Source data:
BEGIN

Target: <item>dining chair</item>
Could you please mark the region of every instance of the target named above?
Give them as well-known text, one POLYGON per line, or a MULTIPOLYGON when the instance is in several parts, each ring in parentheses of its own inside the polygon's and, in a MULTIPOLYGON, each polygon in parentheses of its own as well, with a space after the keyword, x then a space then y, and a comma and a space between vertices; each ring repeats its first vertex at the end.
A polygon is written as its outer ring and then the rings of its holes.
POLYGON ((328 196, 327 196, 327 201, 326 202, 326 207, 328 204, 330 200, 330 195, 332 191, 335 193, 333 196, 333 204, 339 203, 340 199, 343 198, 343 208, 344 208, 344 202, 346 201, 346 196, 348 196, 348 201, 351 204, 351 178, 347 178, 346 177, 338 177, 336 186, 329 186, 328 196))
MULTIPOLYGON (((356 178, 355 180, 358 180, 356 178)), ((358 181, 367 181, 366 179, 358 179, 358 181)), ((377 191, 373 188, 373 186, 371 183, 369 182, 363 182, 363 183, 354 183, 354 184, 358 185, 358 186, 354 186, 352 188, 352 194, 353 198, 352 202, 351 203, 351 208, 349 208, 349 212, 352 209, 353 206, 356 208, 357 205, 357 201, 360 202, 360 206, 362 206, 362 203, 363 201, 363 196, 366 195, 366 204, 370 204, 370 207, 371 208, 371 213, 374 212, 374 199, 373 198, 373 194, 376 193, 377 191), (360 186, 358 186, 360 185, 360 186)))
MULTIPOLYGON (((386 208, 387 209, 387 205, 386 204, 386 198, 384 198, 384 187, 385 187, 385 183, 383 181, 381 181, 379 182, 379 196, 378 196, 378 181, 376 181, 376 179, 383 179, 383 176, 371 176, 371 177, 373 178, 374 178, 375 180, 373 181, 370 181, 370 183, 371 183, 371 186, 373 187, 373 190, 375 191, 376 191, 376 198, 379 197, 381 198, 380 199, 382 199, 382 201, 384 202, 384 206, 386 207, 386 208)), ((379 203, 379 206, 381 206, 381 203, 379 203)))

END
BEGIN

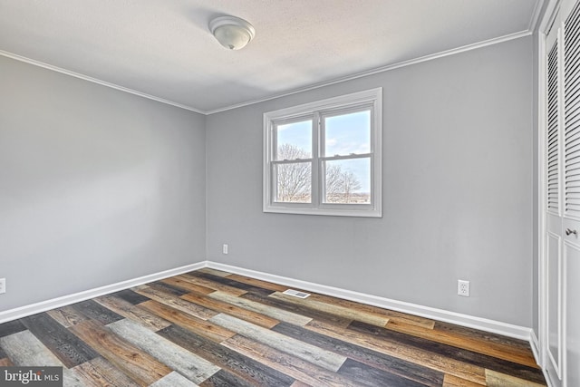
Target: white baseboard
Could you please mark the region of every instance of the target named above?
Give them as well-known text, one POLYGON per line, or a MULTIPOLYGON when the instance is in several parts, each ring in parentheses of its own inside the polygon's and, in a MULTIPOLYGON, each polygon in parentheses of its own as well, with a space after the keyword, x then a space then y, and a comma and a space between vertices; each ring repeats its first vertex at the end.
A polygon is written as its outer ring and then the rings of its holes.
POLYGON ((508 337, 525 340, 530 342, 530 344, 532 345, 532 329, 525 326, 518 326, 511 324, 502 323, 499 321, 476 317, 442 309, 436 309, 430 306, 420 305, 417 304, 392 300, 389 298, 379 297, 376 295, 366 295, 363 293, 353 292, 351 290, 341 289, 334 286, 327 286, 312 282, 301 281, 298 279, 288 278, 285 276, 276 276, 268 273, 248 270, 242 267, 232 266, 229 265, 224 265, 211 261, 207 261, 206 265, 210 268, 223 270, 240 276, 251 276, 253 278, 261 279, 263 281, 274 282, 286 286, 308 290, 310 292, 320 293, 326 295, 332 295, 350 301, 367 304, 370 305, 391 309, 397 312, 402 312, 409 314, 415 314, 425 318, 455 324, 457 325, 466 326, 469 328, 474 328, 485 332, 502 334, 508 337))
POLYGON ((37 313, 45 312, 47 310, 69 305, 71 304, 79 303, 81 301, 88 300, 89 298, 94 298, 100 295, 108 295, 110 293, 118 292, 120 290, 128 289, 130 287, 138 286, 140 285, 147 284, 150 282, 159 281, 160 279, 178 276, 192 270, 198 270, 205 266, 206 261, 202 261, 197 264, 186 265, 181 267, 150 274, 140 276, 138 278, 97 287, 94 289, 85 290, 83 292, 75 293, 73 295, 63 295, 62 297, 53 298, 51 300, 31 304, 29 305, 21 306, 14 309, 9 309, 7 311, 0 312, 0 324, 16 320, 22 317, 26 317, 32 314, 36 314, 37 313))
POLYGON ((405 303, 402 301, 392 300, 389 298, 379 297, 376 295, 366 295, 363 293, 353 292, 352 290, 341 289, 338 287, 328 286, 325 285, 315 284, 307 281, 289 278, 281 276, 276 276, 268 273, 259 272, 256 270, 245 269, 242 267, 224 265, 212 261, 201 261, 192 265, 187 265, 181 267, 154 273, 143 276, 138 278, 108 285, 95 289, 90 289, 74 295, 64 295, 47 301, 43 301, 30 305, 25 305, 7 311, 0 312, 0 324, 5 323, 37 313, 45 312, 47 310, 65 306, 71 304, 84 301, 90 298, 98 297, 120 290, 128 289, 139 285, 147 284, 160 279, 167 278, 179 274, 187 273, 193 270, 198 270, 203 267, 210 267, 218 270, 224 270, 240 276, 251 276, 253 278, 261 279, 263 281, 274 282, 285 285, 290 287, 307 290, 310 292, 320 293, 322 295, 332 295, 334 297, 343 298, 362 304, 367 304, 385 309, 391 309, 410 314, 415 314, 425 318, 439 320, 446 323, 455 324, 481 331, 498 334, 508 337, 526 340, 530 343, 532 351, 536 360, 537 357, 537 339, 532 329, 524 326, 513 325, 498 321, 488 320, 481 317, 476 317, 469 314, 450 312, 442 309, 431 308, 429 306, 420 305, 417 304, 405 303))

END
BEGIN

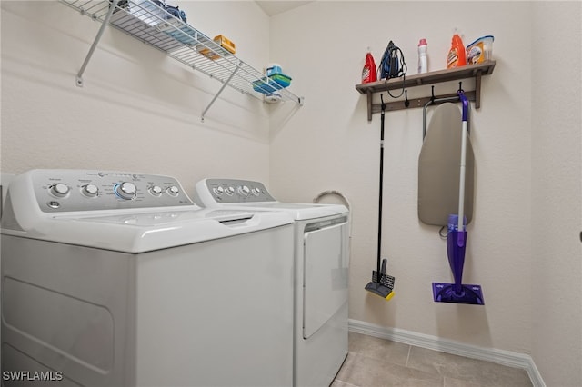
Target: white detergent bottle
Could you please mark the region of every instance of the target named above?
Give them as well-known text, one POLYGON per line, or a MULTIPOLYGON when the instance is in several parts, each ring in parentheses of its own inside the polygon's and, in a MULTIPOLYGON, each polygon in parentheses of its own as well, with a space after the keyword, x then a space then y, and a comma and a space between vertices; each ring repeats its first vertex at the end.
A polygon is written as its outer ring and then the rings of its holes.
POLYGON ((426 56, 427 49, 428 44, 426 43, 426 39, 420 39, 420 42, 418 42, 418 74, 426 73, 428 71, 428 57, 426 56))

END

Required work: Set out the listing as a Markdown table with the columns Row and Line, giving each line its own number and leaving out blank lines. Begin at the line that has "Target: <item>dining chair</item>" and stop after the line that has "POLYGON ((328 196, 327".

Response for this exercise:
| Row | Line |
|---|---|
| 1 | Target: <item>dining chair</item> |
| 2 | Could you please mark the region of every instance of the target named above? |
| 3 | Give them as well-known text, one POLYGON per line, or a MULTIPOLYGON when the instance is in several parts, each ring in parentheses of its own inside the polygon's and, in a MULTIPOLYGON, each polygon in parentheses of its own as well, with a space after the keyword, x then a space then y, and a comma and a space between vertices; each ring repeats its first vertex at the end. |
| 4 | A polygon is written as its outer ring and then the rings of its holes. |
| 5 | POLYGON ((328 196, 327 196, 327 201, 326 202, 326 207, 328 204, 330 200, 330 195, 332 191, 335 193, 333 196, 333 204, 339 203, 340 199, 343 198, 343 208, 344 208, 344 202, 346 201, 346 196, 348 196, 348 201, 351 204, 351 178, 347 178, 346 177, 338 177, 336 186, 329 186, 328 196)) |